Region annotation entries
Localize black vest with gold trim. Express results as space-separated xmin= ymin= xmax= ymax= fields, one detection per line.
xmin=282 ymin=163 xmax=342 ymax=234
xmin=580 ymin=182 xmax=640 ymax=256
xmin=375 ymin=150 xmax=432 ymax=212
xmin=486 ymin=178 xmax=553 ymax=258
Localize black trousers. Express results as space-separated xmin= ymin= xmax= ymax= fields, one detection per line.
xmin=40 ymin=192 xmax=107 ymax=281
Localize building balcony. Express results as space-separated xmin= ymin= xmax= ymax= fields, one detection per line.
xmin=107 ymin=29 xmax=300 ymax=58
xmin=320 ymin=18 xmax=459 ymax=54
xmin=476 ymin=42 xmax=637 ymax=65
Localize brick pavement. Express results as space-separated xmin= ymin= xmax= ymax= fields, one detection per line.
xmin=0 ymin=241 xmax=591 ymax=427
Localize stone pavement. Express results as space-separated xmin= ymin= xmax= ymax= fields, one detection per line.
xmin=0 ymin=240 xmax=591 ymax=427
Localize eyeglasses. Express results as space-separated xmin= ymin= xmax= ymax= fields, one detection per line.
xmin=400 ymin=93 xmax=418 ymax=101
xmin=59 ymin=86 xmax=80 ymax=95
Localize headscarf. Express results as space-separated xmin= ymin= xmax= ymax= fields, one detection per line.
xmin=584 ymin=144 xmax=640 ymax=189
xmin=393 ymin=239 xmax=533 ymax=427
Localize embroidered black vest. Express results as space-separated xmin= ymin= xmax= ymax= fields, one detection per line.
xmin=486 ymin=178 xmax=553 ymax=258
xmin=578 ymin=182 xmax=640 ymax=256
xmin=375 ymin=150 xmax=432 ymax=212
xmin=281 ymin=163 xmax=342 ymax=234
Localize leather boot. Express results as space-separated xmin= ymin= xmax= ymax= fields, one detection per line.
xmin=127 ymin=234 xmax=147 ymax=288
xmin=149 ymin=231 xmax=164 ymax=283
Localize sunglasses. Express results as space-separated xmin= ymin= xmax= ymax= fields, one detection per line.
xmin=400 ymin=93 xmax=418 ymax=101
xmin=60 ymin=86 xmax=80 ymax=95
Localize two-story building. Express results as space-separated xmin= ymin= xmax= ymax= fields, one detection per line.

▸ **WHAT IS ASKED**:
Turn every one of the lines above into a numbered list, skipping any blank lines.

▸ **THE RESULT**:
1. Localize black vest with gold trim. Express results as space-separated xmin= ymin= xmax= ymax= fields, one detection per line.
2. xmin=282 ymin=163 xmax=342 ymax=234
3. xmin=580 ymin=182 xmax=640 ymax=256
4. xmin=375 ymin=150 xmax=432 ymax=212
5. xmin=486 ymin=178 xmax=553 ymax=258
6. Localize black trousers. Express results as space-separated xmin= ymin= xmax= ymax= fields, one detection per line.
7. xmin=40 ymin=192 xmax=107 ymax=281
8. Localize building balcony. Express results as space-separated xmin= ymin= xmax= ymax= fields, one detection per line.
9. xmin=107 ymin=29 xmax=300 ymax=58
10. xmin=320 ymin=18 xmax=459 ymax=54
11. xmin=476 ymin=42 xmax=637 ymax=65
12. Localize brick pavement. Express results as space-separated xmin= ymin= xmax= ymax= fields, one detection per line.
13. xmin=0 ymin=241 xmax=591 ymax=427
14. Localize stone pavement. Express results as space-separated xmin= ymin= xmax= ymax= fields, one detection per line.
15. xmin=0 ymin=240 xmax=591 ymax=427
16. Localize eyeglasses. Express results as space-separated xmin= ymin= xmax= ymax= fields, one detection per line.
17. xmin=400 ymin=93 xmax=418 ymax=101
18. xmin=59 ymin=86 xmax=80 ymax=95
19. Localize headscarf. Express results as space-separated xmin= ymin= xmax= ymax= fields, one detection per line.
20. xmin=584 ymin=144 xmax=640 ymax=189
21. xmin=393 ymin=239 xmax=533 ymax=427
22. Localize embroidered black vest. Express results as space-separated xmin= ymin= xmax= ymax= fields, one detection per line.
23. xmin=486 ymin=178 xmax=553 ymax=258
24. xmin=578 ymin=182 xmax=640 ymax=256
25. xmin=375 ymin=150 xmax=432 ymax=212
26. xmin=281 ymin=163 xmax=342 ymax=234
27. Localize leather boot. Express results as space-separated xmin= ymin= xmax= ymax= fields, one detection per line.
28. xmin=127 ymin=234 xmax=147 ymax=288
29. xmin=149 ymin=231 xmax=164 ymax=283
30. Localize sunglasses. Express results as space-separated xmin= ymin= xmax= ymax= fields, one detection per line.
31. xmin=400 ymin=93 xmax=418 ymax=101
32. xmin=60 ymin=86 xmax=80 ymax=95
33. Localize two-story building. Express results as space-separated xmin= ymin= xmax= ymax= fields, one detection per line.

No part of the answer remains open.